**Set problem:** Below is a listing; reproduce each line of it exactly.

[Start]

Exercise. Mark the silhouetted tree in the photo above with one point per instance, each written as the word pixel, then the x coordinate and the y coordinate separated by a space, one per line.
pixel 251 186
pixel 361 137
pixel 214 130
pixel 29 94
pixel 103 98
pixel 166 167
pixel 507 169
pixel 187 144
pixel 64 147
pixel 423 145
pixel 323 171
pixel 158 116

[End]

**Right answer:**
Exercise. Mark the silhouetted tree in the photo above with one point per instance, each written as the word pixel, then the x coordinate and the y coordinate separated by a space, one per line.
pixel 251 186
pixel 361 137
pixel 214 130
pixel 29 94
pixel 103 98
pixel 166 167
pixel 507 169
pixel 187 144
pixel 64 147
pixel 423 145
pixel 323 171
pixel 158 116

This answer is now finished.